What is asked
In the records below, find the line containing "Expected output: for each instance of the forested", then copy that line and all lines after it, exactly, omitting every picture.

Working data
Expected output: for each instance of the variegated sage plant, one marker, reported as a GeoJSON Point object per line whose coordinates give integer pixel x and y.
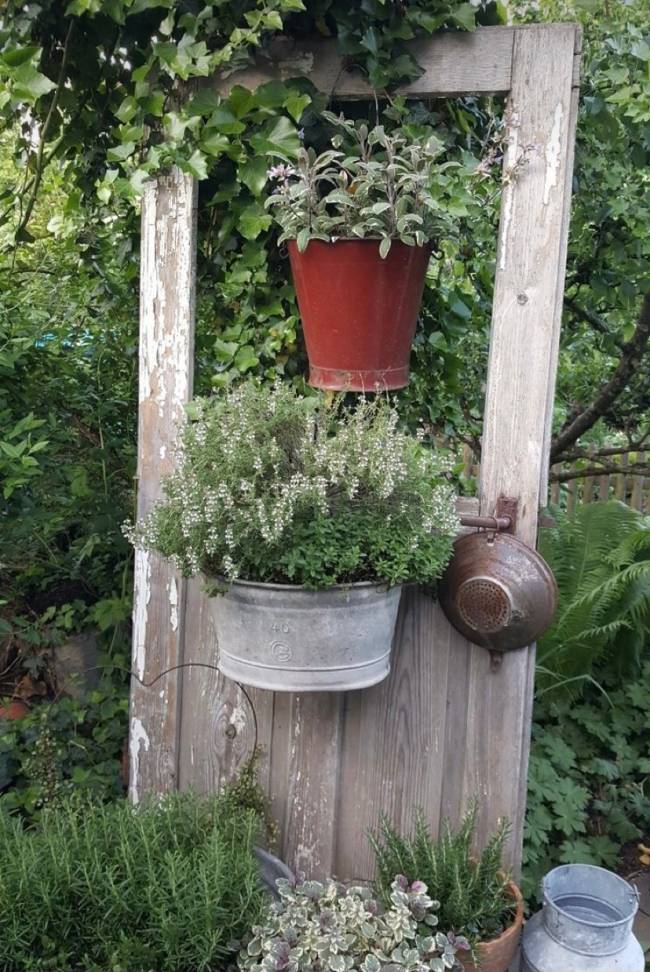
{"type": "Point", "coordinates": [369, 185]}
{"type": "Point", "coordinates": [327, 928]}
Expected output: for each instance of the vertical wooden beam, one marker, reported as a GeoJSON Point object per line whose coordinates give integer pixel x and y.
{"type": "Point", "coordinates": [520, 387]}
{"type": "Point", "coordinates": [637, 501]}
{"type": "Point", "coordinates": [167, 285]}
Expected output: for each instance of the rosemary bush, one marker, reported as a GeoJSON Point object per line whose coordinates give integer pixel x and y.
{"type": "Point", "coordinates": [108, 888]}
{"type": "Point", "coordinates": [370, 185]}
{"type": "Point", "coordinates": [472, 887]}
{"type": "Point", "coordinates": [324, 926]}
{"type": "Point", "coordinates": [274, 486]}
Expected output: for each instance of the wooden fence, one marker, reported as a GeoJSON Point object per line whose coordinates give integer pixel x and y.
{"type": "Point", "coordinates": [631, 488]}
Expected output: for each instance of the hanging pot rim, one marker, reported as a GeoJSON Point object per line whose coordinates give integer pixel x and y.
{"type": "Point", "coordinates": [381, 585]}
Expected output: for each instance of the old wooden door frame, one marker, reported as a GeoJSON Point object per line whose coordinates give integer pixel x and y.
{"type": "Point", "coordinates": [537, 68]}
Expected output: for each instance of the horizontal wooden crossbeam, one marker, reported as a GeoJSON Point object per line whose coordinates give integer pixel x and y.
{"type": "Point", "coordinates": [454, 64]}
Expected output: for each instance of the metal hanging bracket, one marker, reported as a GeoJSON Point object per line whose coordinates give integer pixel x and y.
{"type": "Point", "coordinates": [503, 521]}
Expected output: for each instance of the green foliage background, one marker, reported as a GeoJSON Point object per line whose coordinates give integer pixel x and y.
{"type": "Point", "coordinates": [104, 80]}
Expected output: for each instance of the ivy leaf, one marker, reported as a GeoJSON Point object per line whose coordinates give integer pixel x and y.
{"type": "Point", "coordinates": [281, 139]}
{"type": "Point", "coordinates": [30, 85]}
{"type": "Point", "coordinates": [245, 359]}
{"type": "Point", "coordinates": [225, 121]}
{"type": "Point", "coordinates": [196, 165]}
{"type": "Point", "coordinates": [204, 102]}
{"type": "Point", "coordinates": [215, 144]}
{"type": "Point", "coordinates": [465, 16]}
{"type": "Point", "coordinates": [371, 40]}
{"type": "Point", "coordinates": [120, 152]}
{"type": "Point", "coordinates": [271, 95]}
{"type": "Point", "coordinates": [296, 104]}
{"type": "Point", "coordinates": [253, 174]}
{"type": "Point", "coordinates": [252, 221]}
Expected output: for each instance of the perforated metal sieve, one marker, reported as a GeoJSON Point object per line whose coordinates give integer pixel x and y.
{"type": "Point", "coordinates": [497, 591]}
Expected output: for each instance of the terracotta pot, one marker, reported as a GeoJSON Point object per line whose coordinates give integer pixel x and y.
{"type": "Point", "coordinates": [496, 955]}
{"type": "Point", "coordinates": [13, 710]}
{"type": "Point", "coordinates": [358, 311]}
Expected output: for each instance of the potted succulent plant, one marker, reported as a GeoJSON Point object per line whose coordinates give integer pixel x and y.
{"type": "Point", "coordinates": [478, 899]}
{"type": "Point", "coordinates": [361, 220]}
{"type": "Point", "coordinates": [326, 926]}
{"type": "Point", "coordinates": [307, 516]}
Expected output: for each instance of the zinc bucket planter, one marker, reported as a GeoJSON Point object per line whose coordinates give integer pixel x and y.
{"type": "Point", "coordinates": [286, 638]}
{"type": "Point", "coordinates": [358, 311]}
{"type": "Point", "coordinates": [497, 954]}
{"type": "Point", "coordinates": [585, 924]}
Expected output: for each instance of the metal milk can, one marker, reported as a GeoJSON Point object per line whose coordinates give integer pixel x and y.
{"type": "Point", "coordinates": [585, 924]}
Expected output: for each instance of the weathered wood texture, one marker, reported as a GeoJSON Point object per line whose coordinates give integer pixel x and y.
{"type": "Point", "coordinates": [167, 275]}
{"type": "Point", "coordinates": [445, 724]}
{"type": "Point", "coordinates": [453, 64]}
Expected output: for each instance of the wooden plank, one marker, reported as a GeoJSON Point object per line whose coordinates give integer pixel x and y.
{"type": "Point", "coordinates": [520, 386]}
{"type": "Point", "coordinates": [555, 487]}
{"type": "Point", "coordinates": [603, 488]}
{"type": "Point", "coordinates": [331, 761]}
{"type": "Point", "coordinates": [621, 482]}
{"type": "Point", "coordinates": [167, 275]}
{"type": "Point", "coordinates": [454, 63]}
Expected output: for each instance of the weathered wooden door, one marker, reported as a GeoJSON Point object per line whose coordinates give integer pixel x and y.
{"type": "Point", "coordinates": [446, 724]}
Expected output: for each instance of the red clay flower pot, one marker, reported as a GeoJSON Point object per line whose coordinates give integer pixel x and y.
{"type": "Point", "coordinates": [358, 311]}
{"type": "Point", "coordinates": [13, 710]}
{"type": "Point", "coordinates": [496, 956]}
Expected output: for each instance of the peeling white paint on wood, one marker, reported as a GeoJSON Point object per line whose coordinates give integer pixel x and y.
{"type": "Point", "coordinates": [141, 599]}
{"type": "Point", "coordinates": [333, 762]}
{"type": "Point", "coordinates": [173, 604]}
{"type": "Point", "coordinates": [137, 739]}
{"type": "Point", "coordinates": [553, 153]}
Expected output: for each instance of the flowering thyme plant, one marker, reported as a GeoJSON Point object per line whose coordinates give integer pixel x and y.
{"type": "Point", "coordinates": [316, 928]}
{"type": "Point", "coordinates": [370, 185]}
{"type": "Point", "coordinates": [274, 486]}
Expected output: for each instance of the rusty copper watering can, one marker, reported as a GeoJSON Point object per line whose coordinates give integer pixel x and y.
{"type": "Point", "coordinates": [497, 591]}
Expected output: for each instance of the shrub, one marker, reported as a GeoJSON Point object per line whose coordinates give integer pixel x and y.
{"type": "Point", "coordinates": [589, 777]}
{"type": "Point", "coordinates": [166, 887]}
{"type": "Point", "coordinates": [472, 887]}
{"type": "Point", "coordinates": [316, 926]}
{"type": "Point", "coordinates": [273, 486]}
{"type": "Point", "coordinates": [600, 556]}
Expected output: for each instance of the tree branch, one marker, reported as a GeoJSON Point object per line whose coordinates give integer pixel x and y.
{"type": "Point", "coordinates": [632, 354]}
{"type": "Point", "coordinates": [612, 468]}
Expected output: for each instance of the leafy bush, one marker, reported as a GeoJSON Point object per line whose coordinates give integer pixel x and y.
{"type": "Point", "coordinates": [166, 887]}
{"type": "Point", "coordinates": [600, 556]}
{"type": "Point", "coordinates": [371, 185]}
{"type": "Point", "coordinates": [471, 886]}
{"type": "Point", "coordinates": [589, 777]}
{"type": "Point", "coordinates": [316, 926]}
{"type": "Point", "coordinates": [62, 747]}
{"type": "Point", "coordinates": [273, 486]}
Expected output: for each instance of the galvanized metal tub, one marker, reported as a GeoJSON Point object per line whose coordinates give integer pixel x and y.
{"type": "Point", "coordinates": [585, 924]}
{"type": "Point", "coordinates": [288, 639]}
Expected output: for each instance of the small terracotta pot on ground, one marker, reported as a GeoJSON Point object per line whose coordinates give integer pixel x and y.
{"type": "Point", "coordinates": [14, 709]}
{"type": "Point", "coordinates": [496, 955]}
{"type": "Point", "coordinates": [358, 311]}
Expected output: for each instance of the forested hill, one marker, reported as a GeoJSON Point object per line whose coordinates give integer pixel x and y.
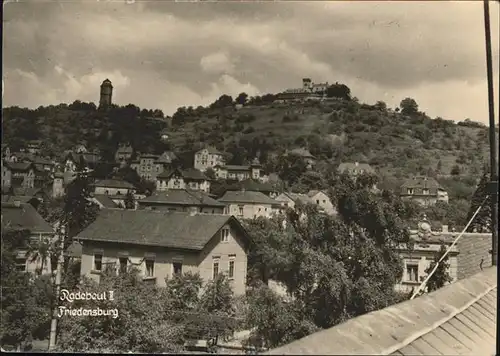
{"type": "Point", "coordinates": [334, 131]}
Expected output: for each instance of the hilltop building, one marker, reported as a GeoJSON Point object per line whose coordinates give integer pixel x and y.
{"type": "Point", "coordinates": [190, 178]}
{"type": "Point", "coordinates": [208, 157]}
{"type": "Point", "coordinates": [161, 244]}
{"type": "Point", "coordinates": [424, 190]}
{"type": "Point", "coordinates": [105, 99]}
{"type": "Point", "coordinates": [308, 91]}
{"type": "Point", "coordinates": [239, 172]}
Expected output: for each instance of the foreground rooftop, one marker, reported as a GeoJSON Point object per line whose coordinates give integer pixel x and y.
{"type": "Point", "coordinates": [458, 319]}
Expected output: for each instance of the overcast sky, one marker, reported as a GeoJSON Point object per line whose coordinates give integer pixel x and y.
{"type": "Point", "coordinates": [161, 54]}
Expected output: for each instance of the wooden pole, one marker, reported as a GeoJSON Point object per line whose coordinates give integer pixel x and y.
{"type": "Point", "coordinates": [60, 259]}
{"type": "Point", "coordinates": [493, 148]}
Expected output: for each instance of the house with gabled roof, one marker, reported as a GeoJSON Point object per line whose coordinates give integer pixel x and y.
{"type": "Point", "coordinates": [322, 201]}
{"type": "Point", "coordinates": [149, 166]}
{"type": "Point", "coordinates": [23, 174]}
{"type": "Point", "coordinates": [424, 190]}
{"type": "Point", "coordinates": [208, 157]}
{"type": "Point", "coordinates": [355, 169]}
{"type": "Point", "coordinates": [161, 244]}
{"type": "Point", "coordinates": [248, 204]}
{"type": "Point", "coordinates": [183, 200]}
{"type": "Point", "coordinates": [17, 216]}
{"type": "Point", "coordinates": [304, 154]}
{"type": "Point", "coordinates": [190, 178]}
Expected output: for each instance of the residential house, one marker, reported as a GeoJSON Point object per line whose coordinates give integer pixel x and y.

Answer for this exercise
Expected output: for each instance of the forested hill, one marker, reported as a GeoJSON Point object per line whose coordinates give integer pixel x and y.
{"type": "Point", "coordinates": [334, 131]}
Expected output: for each instance of the hilltop building, one marker, reported as a GeoJSON Point object per line whose coordinates give integer pixel x and y.
{"type": "Point", "coordinates": [190, 178]}
{"type": "Point", "coordinates": [208, 157]}
{"type": "Point", "coordinates": [161, 244]}
{"type": "Point", "coordinates": [424, 190]}
{"type": "Point", "coordinates": [105, 99]}
{"type": "Point", "coordinates": [308, 91]}
{"type": "Point", "coordinates": [239, 172]}
Expected output: for each instance of the foreground rooftop, one marker, reported as a GeoJSON Point object per line whose coordinates give integer pixel x and y.
{"type": "Point", "coordinates": [458, 319]}
Expected output: for each instance of the overcast sky, one marker, reported as a GeoJSON Point object per line whose coordinates give integer pixel x and y.
{"type": "Point", "coordinates": [161, 54]}
Expected output: for each instance of the wooden pole, one marker, reported as a GeoJSON Point object per line whose coordinates give integer pixel x and y.
{"type": "Point", "coordinates": [60, 259]}
{"type": "Point", "coordinates": [493, 148]}
Expected output: for each instance of the house with gabled roof, one marker, reported as a GeoJSON Point object per line whose coordinates give integer pixel x and y.
{"type": "Point", "coordinates": [322, 201]}
{"type": "Point", "coordinates": [149, 166]}
{"type": "Point", "coordinates": [23, 174]}
{"type": "Point", "coordinates": [424, 190]}
{"type": "Point", "coordinates": [208, 157]}
{"type": "Point", "coordinates": [355, 169]}
{"type": "Point", "coordinates": [161, 244]}
{"type": "Point", "coordinates": [248, 204]}
{"type": "Point", "coordinates": [183, 200]}
{"type": "Point", "coordinates": [17, 216]}
{"type": "Point", "coordinates": [304, 154]}
{"type": "Point", "coordinates": [190, 178]}
Expected output: for each instance of the residential house, one marker, reported as a GeoJSON Point object per line whose coordinates give integer pixel x and y.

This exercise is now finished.